____ RECORD LIST
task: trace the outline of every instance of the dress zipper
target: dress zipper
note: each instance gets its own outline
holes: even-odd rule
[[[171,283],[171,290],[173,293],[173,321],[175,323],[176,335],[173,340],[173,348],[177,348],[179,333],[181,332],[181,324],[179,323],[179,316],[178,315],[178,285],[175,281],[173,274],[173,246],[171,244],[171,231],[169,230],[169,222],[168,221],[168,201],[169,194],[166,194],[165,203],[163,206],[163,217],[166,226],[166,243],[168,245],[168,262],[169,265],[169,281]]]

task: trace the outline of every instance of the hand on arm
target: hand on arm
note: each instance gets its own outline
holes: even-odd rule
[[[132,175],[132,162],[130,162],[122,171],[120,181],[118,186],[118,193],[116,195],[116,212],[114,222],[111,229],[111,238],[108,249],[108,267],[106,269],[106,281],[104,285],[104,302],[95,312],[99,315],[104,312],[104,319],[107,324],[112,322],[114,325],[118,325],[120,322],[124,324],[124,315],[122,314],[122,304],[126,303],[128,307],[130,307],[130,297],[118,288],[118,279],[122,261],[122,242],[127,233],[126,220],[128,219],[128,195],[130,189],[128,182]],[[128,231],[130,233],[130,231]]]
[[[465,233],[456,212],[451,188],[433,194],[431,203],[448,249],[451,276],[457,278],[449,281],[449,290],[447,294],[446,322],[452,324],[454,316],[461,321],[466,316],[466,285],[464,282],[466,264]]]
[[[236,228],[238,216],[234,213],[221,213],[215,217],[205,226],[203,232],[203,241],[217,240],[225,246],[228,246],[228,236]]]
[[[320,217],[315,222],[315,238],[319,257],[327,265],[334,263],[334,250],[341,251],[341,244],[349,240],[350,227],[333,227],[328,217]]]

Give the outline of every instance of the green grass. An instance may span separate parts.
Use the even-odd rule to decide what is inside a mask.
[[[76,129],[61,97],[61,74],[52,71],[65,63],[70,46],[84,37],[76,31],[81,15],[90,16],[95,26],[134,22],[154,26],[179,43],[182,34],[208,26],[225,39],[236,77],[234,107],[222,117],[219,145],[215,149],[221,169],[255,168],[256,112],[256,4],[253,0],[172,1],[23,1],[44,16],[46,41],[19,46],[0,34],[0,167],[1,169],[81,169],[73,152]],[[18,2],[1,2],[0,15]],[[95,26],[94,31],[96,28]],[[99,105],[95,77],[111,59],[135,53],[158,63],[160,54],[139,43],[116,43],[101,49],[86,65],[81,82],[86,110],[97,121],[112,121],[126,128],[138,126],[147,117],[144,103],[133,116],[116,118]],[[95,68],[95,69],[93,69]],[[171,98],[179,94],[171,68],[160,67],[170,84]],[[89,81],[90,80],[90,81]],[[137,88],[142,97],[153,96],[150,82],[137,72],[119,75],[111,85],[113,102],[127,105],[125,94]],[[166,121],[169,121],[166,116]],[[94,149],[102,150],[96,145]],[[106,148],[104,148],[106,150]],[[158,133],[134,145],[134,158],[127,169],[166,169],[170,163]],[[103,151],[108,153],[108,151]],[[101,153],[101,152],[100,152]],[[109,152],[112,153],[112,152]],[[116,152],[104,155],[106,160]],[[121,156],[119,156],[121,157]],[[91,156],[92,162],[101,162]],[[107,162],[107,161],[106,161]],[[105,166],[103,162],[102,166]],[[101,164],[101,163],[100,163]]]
________
## [WHAT YOU SHOULD DO]
Edit the records above by changing every "outline" to "contour", and leave all other text as it is.

## [FINAL RESULT]
task: trace the contour of every instance of the dress zipper
target: dress zipper
note: each instance gets its own contour
holes: even-odd rule
[[[171,283],[171,290],[173,293],[173,321],[175,323],[176,335],[173,340],[173,348],[177,348],[179,333],[181,332],[181,324],[179,323],[179,316],[178,315],[178,285],[175,281],[173,274],[173,246],[171,244],[171,231],[169,230],[169,222],[168,221],[168,201],[169,194],[166,194],[165,203],[163,206],[163,217],[166,226],[166,243],[168,245],[168,262],[169,265],[169,281]]]

task: trace the contour of every instance of the hand on arm
target: hand on arm
note: each instance gets its own contour
holes: even-odd rule
[[[132,175],[132,162],[130,162],[122,171],[120,181],[118,186],[118,193],[116,195],[116,212],[114,222],[111,229],[111,238],[108,249],[108,267],[106,269],[106,281],[104,285],[104,302],[95,312],[99,315],[104,312],[104,319],[107,324],[112,322],[114,325],[118,325],[120,322],[124,324],[124,315],[122,314],[122,304],[126,303],[128,307],[130,307],[130,297],[118,288],[118,279],[122,261],[122,242],[127,233],[126,220],[128,219],[128,195],[130,189],[128,182]],[[128,231],[130,233],[130,231]]]
[[[465,233],[456,212],[451,188],[433,194],[431,203],[448,249],[451,276],[457,278],[449,281],[449,290],[447,294],[446,322],[452,324],[454,316],[461,321],[466,316],[466,285],[464,282],[466,264]]]
[[[236,228],[238,216],[234,213],[221,213],[215,217],[205,226],[203,232],[203,241],[217,240],[225,246],[228,246],[228,236]]]
[[[320,217],[315,222],[315,238],[319,257],[327,265],[334,263],[334,250],[341,251],[341,244],[349,240],[350,227],[333,227],[328,217]]]

Give the contour of every instance of the green grass. An instance may span separate parts.
Use the even-odd rule to decide what is inside a mask.
[[[76,129],[61,97],[61,74],[52,71],[65,63],[70,46],[84,37],[76,31],[81,15],[90,16],[95,26],[134,22],[154,26],[179,43],[182,34],[208,26],[225,39],[236,77],[234,107],[222,117],[219,145],[215,149],[221,169],[255,168],[256,112],[256,4],[253,0],[172,1],[23,1],[44,16],[46,41],[19,46],[0,34],[0,167],[1,169],[81,169],[73,152]],[[18,2],[1,2],[0,15]],[[95,26],[94,31],[96,28]],[[99,105],[95,77],[111,59],[135,53],[158,63],[160,54],[139,43],[116,43],[101,49],[86,65],[81,82],[86,110],[97,121],[112,121],[126,128],[138,126],[147,117],[144,103],[133,116],[116,118]],[[95,68],[95,69],[93,69]],[[171,98],[179,94],[171,68],[160,67],[170,84]],[[89,81],[90,80],[90,81]],[[137,88],[142,97],[153,96],[150,82],[137,72],[119,75],[111,85],[113,102],[127,105],[125,94]],[[166,121],[169,121],[166,116]],[[94,149],[102,150],[96,145]],[[106,148],[104,148],[106,150]],[[158,133],[134,145],[134,158],[127,169],[166,169],[170,163]],[[103,151],[108,153],[108,151]],[[101,153],[101,152],[100,152]],[[109,152],[112,153],[112,152]],[[116,152],[104,155],[106,160]],[[121,156],[119,156],[121,157]],[[91,156],[92,162],[101,162]],[[107,162],[107,161],[106,161]],[[105,166],[103,162],[102,166]],[[101,164],[101,163],[100,163]]]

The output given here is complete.